Action item >>
An exact repetition of all the entries that follow is required.

+ + + +

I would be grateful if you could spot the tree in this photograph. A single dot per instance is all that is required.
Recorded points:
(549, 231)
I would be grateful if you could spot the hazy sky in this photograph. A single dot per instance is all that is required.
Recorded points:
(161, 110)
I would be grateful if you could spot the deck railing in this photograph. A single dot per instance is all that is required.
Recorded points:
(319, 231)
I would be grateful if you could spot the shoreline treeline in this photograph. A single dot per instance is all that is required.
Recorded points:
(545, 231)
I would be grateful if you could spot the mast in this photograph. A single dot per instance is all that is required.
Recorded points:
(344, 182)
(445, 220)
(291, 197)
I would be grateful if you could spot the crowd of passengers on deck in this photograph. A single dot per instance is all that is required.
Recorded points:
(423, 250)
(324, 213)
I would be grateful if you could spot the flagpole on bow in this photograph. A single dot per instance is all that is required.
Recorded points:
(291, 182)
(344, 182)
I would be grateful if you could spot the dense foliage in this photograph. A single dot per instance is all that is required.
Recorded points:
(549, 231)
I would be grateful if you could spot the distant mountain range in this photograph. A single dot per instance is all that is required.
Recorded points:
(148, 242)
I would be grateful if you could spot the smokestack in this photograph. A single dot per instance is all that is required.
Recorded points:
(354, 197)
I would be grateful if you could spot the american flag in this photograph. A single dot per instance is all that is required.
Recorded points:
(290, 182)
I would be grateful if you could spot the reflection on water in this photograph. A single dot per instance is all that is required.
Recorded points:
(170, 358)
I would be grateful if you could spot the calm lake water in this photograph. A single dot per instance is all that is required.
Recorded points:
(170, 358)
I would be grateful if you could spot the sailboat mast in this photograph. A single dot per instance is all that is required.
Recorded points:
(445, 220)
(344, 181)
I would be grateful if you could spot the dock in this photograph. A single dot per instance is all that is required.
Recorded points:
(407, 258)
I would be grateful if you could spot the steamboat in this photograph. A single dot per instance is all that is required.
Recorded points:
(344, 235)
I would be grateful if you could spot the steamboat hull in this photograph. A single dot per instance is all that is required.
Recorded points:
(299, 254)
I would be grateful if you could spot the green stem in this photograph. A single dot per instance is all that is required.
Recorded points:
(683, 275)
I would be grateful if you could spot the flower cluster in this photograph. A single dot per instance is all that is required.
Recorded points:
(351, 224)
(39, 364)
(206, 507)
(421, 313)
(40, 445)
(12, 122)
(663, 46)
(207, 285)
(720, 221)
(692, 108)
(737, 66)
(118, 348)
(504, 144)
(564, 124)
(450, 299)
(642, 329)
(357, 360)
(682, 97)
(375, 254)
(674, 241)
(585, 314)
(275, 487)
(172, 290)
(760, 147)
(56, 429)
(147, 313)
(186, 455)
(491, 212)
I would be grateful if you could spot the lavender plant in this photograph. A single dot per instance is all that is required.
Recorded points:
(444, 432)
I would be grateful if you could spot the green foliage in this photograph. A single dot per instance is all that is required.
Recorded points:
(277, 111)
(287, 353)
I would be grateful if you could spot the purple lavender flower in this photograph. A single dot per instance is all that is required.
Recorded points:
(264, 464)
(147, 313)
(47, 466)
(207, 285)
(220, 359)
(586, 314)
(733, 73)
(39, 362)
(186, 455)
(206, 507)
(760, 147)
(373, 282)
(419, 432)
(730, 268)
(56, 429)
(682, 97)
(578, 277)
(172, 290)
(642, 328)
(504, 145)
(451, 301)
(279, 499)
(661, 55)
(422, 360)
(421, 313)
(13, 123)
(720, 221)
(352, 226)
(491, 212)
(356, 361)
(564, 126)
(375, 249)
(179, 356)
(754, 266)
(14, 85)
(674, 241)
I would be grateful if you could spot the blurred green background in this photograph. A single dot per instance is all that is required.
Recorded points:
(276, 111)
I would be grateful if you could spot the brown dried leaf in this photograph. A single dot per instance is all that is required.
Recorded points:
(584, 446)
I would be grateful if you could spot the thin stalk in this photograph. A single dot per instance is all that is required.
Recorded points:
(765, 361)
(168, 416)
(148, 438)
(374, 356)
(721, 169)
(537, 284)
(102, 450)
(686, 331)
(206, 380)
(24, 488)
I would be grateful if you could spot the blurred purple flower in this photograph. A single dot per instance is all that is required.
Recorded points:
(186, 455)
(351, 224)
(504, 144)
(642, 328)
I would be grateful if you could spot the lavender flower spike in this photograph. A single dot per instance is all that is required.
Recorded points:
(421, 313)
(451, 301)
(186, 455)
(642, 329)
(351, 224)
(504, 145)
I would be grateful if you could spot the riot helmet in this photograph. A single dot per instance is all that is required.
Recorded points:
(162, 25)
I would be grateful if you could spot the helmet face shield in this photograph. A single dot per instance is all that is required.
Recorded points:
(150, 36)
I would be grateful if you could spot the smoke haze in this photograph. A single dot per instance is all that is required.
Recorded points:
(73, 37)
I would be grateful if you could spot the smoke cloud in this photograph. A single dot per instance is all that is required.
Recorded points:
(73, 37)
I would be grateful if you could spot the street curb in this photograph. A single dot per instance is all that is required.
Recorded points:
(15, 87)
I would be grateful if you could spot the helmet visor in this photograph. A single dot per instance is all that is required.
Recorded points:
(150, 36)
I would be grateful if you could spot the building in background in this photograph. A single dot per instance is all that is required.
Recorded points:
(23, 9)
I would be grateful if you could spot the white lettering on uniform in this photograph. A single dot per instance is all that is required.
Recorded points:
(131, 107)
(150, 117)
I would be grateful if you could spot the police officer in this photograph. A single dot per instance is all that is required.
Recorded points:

+ + + +

Exercise answer >>
I would be grateful if you could spot the tree in this photograph. A single dot per instance is all that is required.
Recorded points:
(549, 231)
I would be grateful if you could spot the hazy sky in this photograph. A single dot per instance is all that is required.
Recorded points:
(161, 110)
I would be grateful if you could spot the deck railing in this photograph. A single dot per instance is all that is required.
Recorded points:
(319, 231)
I would be grateful if you could spot the shoreline treeline in this photograph. A single dot per instance is all that is required.
Recorded points:
(545, 231)
I would be grateful if you could spot the mast in this photograph. A single dot per instance is all that is required.
Recorded points:
(344, 182)
(445, 220)
(291, 197)
I would be grateful if you could spot the crowd of passengers on deck in this photograph. A single dot per instance is all that is required.
Recorded points:
(423, 250)
(324, 213)
I would be grateful if you could spot the flagpole on bow in this photograph. A single dot per instance is all that is required.
Recorded points:
(291, 182)
(344, 182)
I would be grateful if you could spot the dense foliage in this photograph. A single dot per instance is all that is required.
Recorded points:
(549, 231)
I would be grateful if you could spot the distant mountain range in this photograph. A single dot per instance is all that is required.
Recorded points:
(148, 242)
I would be grateful if you could spot the smokestack in this photograph. A single dot per instance is all that is required.
Recorded points:
(354, 197)
I would be grateful if you could spot the american flag in this photograph. A single dot per instance is all that is required.
Recorded points:
(290, 182)
I would be grateful if you could spot the reflection on water in this photograph. A single dot per instance is all that is required.
Recorded points:
(170, 358)
I would be grateful if you could spot the calm lake water in this photograph. A single dot per instance is all that is required.
Recorded points:
(170, 358)
I would be grateful if you could spot the sailboat mast in this photograph. A single dot per instance is all that is required.
Recorded points:
(445, 220)
(344, 181)
I would be grateful if you could spot the dock in this photograph. A single dot per instance is all that is required.
Recorded points:
(407, 258)
I would be grateful if you could spot the steamboat in this photograph. A single dot per instance is all that is required.
Recorded points:
(344, 235)
I would be grateful if you could spot the steamboat hull in this photograph. A single dot per instance is all that is required.
Recorded points:
(299, 254)
I would be grateful if you could spot the green stem in this photograph. A single dot per instance is all that is required.
Recorded points:
(683, 275)
I would be grateful if you could spot the flower cluster in this photograph. A single dot per instance is all that is required.
Recorded points:
(351, 224)
(39, 364)
(206, 507)
(421, 313)
(40, 445)
(12, 122)
(663, 46)
(207, 285)
(720, 221)
(692, 108)
(737, 66)
(118, 348)
(504, 144)
(564, 124)
(450, 299)
(642, 329)
(357, 360)
(682, 97)
(375, 254)
(674, 241)
(585, 314)
(275, 487)
(172, 290)
(760, 147)
(56, 429)
(147, 313)
(186, 455)
(491, 212)
I would be grateful if you could spot the lavender plant in this photograph. A single dot per instance is all that is required.
Recorded points:
(444, 432)
I would be grateful if you could spot the green foliage in this photograph. A single dot per instance is all that is required.
Recorded points:
(277, 111)
(287, 353)
I would be grateful if you could spot the purple lavender flower in this photograph. A single dot per instance is all that is required.
Recorded points:
(264, 464)
(147, 313)
(47, 466)
(207, 285)
(220, 359)
(586, 314)
(733, 73)
(39, 362)
(186, 455)
(206, 507)
(760, 147)
(373, 282)
(419, 432)
(730, 268)
(56, 429)
(682, 97)
(578, 277)
(172, 290)
(642, 328)
(504, 145)
(451, 301)
(279, 499)
(661, 55)
(422, 360)
(421, 313)
(13, 123)
(720, 221)
(352, 226)
(491, 212)
(356, 361)
(564, 126)
(375, 249)
(179, 356)
(754, 266)
(14, 85)
(674, 241)
I would be grateful if you could spot the blurred green background in this photograph. A single dot per instance is all that is required.
Recorded points:
(276, 111)
I would be grateful if you could spot the brown dried leaf in this photograph. A single dot per instance is all that is required.
Recorded points:
(584, 446)
I would be grateful if you could spot the thin stalk in this photograph. A single dot per instance is all that is required.
Recorded points:
(765, 361)
(168, 416)
(148, 438)
(374, 356)
(721, 169)
(537, 284)
(102, 450)
(686, 331)
(206, 380)
(24, 488)
I would be grateful if you could spot the blurred purple flower in this photograph. A single dot per instance is all that is required.
Recorded points:
(186, 455)
(351, 224)
(504, 144)
(642, 328)
I would be grateful if you could spot the lavender flower spike in this photograph. A single dot per instance is all that is required.
Recorded points:
(421, 313)
(451, 301)
(186, 455)
(642, 329)
(351, 224)
(504, 145)
I would be grateful if you could spot the riot helmet in this photograph. A single dot per instance is all that is required.
Recorded points:
(162, 25)
I would be grateful if you could spot the helmet face shield in this photograph. A single dot per instance is all that is required.
Recorded points:
(150, 36)
I would be grateful if you could spot the smoke haze in this photograph. A single dot per instance is all that is required.
Recorded points:
(73, 37)
I would be grateful if you could spot the smoke cloud in this photograph. A single dot per instance is all that is required.
Recorded points:
(73, 37)
I would be grateful if you could spot the street curb in this photograph. A single dot per instance is all that is required.
Recorded points:
(15, 87)
I would be grateful if you could spot the helmet visor in this photograph. A single dot per instance is all that is required.
Recorded points:
(150, 36)
I would be grateful if you could spot the building in background in this photograph. A single dot per instance is all that is required.
Recorded points:
(23, 9)
I would be grateful if you could spot the white lettering on uniform in this photograph. A single dot per instance is all that is required.
Recorded points:
(131, 107)
(150, 117)
I would be grateful if you could spot the police officer in this photograph. A single dot per instance is all that is required.
Recorded points:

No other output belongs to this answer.